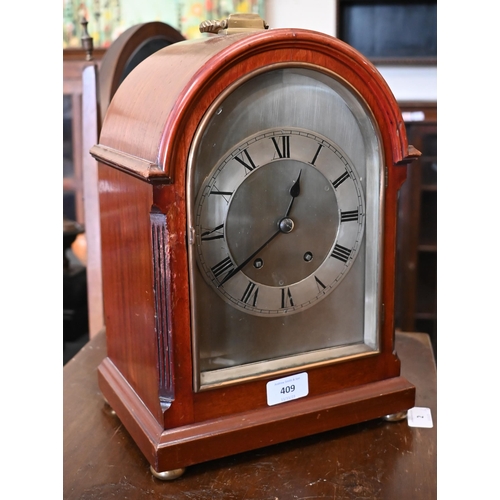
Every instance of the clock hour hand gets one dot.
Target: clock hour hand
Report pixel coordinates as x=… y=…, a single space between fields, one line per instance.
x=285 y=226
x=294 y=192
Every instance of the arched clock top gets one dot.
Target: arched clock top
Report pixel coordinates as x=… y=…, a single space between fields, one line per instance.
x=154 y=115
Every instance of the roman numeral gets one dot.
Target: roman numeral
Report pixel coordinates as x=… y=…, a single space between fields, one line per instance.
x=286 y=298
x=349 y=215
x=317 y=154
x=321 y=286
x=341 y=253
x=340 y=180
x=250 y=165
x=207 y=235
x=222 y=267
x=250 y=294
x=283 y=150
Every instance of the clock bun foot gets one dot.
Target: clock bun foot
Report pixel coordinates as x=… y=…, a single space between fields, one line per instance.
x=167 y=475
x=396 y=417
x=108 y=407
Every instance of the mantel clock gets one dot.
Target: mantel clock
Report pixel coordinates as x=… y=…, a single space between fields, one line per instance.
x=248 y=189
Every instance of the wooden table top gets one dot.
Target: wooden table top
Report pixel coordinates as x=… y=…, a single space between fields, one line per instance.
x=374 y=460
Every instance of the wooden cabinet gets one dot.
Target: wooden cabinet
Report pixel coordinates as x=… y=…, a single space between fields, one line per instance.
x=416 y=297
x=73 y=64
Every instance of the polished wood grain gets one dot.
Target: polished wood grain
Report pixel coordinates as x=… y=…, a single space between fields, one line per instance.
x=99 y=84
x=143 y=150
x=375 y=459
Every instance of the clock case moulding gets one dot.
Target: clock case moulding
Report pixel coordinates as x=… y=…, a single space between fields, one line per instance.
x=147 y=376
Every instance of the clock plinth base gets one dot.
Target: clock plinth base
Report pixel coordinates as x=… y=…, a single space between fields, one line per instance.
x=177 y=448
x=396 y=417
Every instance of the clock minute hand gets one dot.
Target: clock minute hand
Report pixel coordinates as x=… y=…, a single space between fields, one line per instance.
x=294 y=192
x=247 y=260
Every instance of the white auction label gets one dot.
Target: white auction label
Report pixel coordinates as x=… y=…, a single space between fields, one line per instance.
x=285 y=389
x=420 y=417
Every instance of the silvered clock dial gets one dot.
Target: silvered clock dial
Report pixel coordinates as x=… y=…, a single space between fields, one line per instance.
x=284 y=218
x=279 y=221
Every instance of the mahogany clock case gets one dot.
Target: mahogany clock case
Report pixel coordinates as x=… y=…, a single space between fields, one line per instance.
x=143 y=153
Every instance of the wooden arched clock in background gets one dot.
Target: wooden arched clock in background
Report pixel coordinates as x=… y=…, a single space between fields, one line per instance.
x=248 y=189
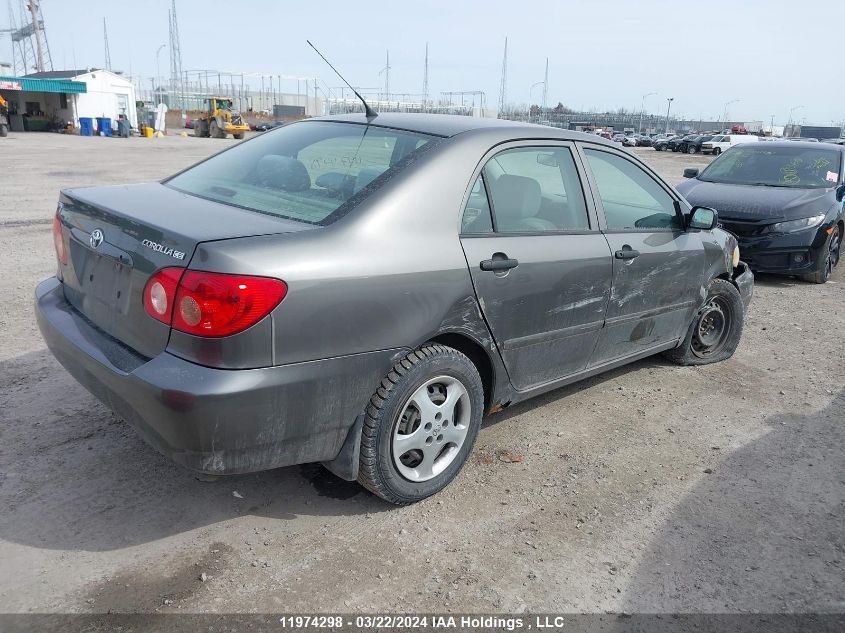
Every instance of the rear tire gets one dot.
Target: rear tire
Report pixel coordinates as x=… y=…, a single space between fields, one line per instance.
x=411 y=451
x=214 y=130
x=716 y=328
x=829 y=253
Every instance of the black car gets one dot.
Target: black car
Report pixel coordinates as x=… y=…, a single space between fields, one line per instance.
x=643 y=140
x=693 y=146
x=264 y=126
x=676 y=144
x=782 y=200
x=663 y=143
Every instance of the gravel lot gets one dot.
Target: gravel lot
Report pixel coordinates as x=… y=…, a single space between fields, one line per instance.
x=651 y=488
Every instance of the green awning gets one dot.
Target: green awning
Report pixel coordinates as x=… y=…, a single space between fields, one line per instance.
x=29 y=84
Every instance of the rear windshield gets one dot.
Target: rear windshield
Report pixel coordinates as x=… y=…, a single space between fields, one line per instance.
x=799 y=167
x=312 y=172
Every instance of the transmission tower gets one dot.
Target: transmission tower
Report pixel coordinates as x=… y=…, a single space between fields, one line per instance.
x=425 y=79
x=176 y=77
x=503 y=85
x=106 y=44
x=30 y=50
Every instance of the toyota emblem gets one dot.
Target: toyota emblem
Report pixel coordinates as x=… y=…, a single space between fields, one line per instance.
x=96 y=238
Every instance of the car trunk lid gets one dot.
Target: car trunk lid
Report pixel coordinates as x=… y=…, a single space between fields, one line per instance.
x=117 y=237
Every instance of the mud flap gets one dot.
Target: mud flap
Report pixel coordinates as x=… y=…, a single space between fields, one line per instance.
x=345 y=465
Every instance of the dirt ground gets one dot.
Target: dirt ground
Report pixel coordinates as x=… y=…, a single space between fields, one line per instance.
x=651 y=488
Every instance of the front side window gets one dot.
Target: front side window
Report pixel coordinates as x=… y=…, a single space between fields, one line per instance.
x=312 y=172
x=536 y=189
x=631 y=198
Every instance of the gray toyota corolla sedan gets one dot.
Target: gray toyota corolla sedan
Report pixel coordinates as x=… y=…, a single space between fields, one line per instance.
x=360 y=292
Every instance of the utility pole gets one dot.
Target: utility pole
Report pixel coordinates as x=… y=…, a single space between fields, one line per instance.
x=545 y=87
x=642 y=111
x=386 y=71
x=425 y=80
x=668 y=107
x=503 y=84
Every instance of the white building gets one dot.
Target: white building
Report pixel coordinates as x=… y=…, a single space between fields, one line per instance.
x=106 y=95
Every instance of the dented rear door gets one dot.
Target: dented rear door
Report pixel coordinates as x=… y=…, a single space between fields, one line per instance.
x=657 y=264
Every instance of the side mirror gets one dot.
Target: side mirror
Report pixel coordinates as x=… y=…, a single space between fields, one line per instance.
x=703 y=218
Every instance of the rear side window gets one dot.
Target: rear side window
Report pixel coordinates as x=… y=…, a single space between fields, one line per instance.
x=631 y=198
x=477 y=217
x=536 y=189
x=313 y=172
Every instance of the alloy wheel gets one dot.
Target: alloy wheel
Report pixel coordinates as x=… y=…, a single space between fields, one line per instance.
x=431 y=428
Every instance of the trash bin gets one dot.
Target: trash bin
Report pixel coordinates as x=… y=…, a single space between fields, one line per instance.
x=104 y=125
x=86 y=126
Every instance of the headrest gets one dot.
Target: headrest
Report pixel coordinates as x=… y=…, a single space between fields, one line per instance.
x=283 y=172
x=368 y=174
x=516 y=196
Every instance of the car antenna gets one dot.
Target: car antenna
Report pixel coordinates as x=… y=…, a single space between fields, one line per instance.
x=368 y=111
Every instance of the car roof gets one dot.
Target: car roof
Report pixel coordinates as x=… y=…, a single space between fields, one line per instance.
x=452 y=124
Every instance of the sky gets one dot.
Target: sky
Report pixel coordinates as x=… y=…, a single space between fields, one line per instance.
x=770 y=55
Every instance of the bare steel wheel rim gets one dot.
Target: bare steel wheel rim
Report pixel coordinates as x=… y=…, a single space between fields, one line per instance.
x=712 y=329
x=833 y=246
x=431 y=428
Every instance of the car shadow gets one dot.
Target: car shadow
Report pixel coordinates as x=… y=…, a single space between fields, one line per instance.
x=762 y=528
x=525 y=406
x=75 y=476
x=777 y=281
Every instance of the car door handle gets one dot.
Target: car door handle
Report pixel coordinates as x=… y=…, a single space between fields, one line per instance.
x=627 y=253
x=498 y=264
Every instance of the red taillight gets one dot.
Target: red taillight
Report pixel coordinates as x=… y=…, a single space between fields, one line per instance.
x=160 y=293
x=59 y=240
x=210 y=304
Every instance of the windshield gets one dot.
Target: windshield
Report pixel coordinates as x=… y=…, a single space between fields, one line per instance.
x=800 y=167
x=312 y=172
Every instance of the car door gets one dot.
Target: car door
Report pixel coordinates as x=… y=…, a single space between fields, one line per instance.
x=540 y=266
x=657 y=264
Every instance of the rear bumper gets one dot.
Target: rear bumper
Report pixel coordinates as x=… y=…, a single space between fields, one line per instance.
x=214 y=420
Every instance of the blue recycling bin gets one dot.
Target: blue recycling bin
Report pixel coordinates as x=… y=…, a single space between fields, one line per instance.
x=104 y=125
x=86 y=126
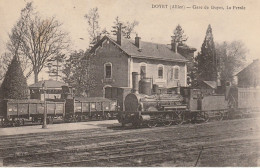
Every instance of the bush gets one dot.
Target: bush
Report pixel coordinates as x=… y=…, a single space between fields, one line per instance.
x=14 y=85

##############################

_WRITTEN EXERCISE_
Starting at the row with "Every instance of the clock minute" and ending at the row with "x=279 y=221", give those rows again with "white auction label" changed to "paper lot tag" throughout. Leave everything else the same.

_EXERCISE RESULT_
Every instance of the clock minute hand gets one dot.
Target: clock minute hand
Report pixel coordinates as x=… y=…, a single space between fields, one line per instance.
x=294 y=192
x=247 y=260
Every instance of the paper lot tag gets one dot.
Target: paper lot tag
Report pixel coordinates as x=… y=…, a single space between fields, one line per instance.
x=285 y=389
x=420 y=417
Every instance of the silvered clock dial gets one dot.
Target: silvered clock dial
Report pixel coordinates as x=… y=…, a single space between fields, one line per instance.
x=284 y=218
x=279 y=221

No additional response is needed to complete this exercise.